**PROMPT**
When you transcribe the entries below, begin at their first line and stop after the line containing "pixel 475 245"; pictures stay out.

**DATA TO USE**
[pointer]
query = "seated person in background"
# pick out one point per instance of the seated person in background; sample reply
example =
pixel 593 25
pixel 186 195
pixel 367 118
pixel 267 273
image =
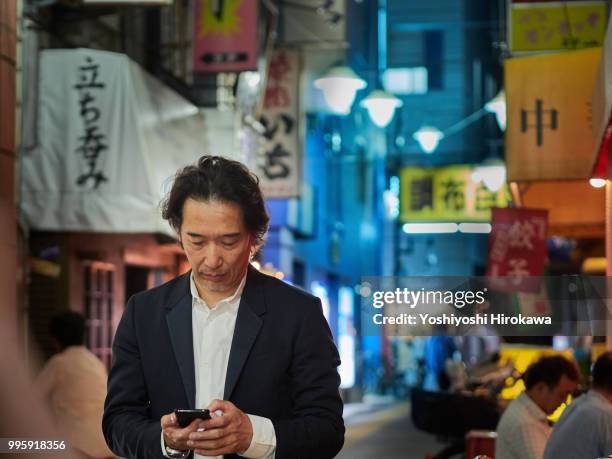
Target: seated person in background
pixel 74 383
pixel 584 430
pixel 523 429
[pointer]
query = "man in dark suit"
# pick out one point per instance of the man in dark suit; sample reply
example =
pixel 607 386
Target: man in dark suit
pixel 255 351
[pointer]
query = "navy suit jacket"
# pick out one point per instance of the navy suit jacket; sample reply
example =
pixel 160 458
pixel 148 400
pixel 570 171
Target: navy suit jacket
pixel 282 365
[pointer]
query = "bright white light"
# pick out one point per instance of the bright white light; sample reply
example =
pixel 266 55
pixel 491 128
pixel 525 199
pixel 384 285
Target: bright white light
pixel 339 86
pixel 319 290
pixel 497 105
pixel 597 183
pixel 430 228
pixel 484 228
pixel 381 107
pixel 492 172
pixel 346 338
pixel 252 78
pixel 428 138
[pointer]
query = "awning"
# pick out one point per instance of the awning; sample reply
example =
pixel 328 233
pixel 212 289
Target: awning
pixel 110 137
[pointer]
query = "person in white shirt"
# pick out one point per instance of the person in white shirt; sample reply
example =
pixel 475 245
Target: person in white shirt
pixel 73 382
pixel 255 351
pixel 523 429
pixel 584 430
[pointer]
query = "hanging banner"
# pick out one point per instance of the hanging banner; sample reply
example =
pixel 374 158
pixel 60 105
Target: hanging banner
pixel 279 162
pixel 517 243
pixel 549 134
pixel 224 35
pixel 110 137
pixel 550 26
pixel 446 194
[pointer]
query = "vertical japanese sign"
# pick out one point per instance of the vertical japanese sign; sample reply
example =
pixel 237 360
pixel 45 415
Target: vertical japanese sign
pixel 549 134
pixel 517 243
pixel 91 140
pixel 279 163
pixel 225 35
pixel 446 194
pixel 551 26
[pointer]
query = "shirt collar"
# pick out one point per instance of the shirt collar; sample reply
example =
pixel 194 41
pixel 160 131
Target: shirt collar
pixel 233 298
pixel 532 407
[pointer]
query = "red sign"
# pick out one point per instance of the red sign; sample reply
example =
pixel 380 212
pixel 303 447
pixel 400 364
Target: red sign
pixel 517 244
pixel 225 35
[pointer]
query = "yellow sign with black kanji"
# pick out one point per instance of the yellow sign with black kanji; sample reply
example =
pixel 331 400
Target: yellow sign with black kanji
pixel 446 194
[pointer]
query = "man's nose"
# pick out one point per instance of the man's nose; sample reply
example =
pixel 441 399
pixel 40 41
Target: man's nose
pixel 212 257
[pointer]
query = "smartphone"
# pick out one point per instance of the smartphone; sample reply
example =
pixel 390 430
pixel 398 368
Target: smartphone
pixel 186 417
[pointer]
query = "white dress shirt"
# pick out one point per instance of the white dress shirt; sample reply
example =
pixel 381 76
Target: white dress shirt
pixel 523 430
pixel 213 330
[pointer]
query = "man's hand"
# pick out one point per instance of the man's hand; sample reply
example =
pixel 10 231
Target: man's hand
pixel 229 433
pixel 174 436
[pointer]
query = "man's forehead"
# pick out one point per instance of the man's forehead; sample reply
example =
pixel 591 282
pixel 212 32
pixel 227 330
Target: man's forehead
pixel 212 233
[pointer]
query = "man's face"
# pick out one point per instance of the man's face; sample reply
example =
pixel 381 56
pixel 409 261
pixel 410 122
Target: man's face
pixel 217 245
pixel 552 398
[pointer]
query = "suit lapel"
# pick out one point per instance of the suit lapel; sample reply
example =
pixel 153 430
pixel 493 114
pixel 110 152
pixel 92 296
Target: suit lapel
pixel 248 325
pixel 181 336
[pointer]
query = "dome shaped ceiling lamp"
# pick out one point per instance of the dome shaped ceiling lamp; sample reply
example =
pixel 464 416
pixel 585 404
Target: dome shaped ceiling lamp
pixel 429 137
pixel 339 86
pixel 492 172
pixel 381 107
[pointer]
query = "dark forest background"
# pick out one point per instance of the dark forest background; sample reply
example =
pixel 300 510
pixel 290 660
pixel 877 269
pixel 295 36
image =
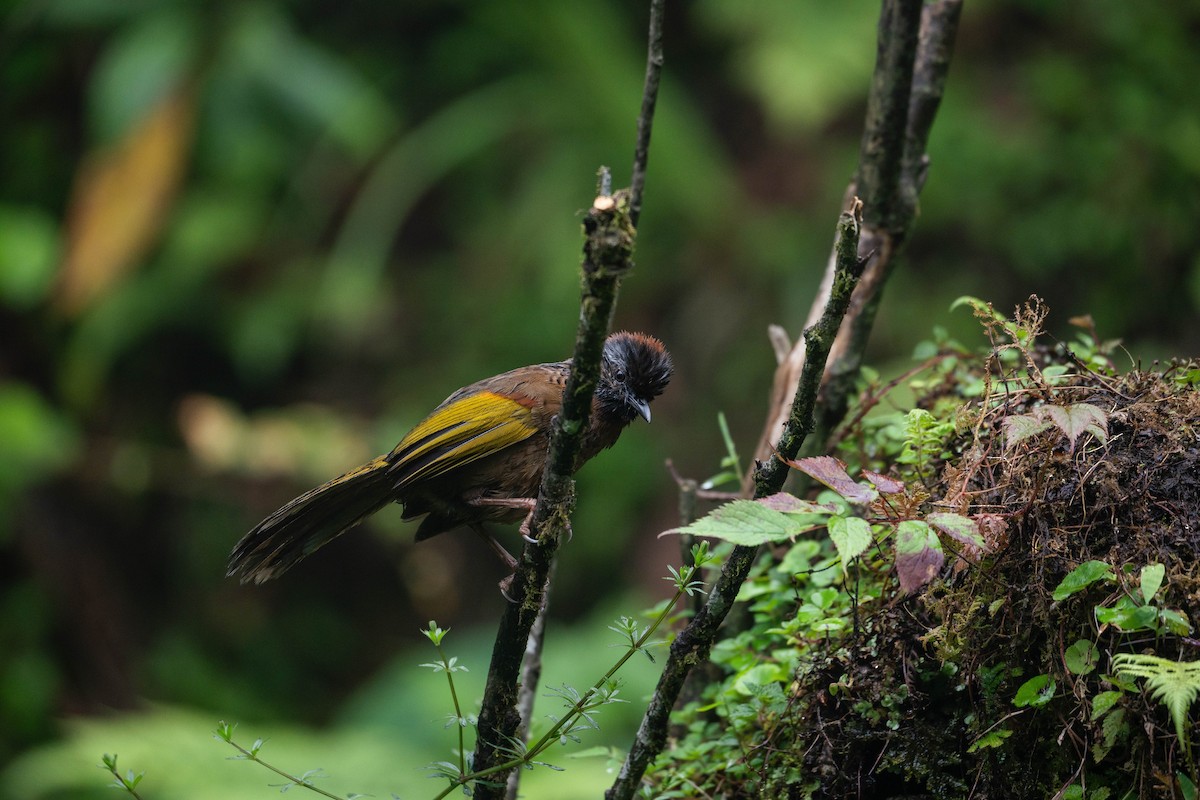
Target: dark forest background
pixel 244 246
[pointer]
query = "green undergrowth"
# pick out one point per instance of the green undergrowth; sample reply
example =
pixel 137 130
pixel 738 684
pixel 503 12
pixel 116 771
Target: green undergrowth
pixel 1038 644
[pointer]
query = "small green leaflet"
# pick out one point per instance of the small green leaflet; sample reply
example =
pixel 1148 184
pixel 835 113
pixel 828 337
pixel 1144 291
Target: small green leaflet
pixel 918 554
pixel 1151 581
pixel 851 536
pixel 751 523
pixel 1081 657
pixel 1081 577
pixel 1077 419
pixel 957 527
pixel 1103 702
pixel 990 739
pixel 1072 420
pixel 1035 692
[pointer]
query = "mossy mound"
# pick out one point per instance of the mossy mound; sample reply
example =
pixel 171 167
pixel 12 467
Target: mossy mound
pixel 964 648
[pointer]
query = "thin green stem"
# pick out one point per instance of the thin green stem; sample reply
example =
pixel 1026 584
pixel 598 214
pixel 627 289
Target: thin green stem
pixel 292 779
pixel 580 705
pixel 457 709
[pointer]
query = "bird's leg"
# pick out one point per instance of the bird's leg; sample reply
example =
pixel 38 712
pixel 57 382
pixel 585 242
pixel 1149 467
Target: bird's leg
pixel 527 504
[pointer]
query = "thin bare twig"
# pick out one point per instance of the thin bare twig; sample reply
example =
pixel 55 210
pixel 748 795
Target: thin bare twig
pixel 611 228
pixel 646 119
pixel 693 644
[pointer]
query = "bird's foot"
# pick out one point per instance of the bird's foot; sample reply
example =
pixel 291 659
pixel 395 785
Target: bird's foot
pixel 507 587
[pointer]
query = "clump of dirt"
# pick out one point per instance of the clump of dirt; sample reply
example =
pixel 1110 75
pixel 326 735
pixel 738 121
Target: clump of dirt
pixel 1055 499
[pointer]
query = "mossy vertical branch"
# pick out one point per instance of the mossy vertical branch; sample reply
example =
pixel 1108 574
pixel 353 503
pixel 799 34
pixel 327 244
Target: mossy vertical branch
pixel 693 644
pixel 607 256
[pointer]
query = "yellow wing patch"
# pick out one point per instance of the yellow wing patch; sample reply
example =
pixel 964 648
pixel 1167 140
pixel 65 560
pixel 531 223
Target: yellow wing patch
pixel 460 433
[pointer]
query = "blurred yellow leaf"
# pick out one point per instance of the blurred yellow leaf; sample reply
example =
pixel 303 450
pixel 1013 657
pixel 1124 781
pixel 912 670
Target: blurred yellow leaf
pixel 120 200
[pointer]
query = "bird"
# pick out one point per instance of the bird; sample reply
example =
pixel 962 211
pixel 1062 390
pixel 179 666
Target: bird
pixel 477 458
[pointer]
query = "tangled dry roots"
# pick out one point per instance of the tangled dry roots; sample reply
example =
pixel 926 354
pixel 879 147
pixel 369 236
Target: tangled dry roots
pixel 963 649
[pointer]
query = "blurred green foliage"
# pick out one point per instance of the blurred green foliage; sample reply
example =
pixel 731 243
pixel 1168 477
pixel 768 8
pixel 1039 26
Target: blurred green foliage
pixel 245 245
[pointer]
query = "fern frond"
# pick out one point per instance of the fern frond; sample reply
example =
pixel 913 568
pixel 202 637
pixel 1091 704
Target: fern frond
pixel 1175 684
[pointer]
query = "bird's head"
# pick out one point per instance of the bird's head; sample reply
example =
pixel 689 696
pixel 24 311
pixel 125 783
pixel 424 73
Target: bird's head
pixel 634 371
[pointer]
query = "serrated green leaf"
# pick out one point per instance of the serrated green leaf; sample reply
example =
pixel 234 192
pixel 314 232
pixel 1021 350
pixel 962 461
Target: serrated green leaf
pixel 990 739
pixel 1081 577
pixel 1035 692
pixel 1081 657
pixel 851 536
pixel 957 527
pixel 745 522
pixel 1103 702
pixel 1151 581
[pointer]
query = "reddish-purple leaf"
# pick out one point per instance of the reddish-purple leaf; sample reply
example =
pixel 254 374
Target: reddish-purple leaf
pixel 883 483
pixel 832 471
pixel 957 527
pixel 792 504
pixel 918 554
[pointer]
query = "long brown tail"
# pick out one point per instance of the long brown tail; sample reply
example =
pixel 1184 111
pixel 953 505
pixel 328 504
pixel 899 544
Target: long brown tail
pixel 309 522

**ANSWER AREA**
[pointer]
query = "seated person in background"
# pick out one point per instance of the seated person in background; sample reply
example =
pixel 593 25
pixel 186 195
pixel 367 118
pixel 267 273
image =
Target: seated person in background
pixel 74 383
pixel 584 430
pixel 523 429
[pointer]
query = "man in dark suit"
# pick out one point per instance of the man in dark suit; sample reply
example =
pixel 607 386
Target: man in dark suit
pixel 255 351
[pointer]
query = "navy suit jacket"
# pick out one point per instance of the navy suit jacket; sample reply
example =
pixel 160 458
pixel 148 400
pixel 570 171
Target: navy suit jacket
pixel 282 365
[pointer]
query = "bright white light"
# pick out one point per instance of the bright white light; sample reply
example =
pixel 266 55
pixel 491 128
pixel 525 199
pixel 384 285
Target: bright white light
pixel 339 86
pixel 319 290
pixel 497 105
pixel 597 183
pixel 430 228
pixel 484 228
pixel 381 107
pixel 492 172
pixel 346 338
pixel 252 78
pixel 428 138
[pointer]
query = "awning"
# pick out one point per instance of the awning; sample reply
example =
pixel 328 233
pixel 212 289
Target: awning
pixel 110 137
[pointer]
query = "person in white shirt"
# pick out one point per instance of the person in white shirt; sample reply
example =
pixel 475 245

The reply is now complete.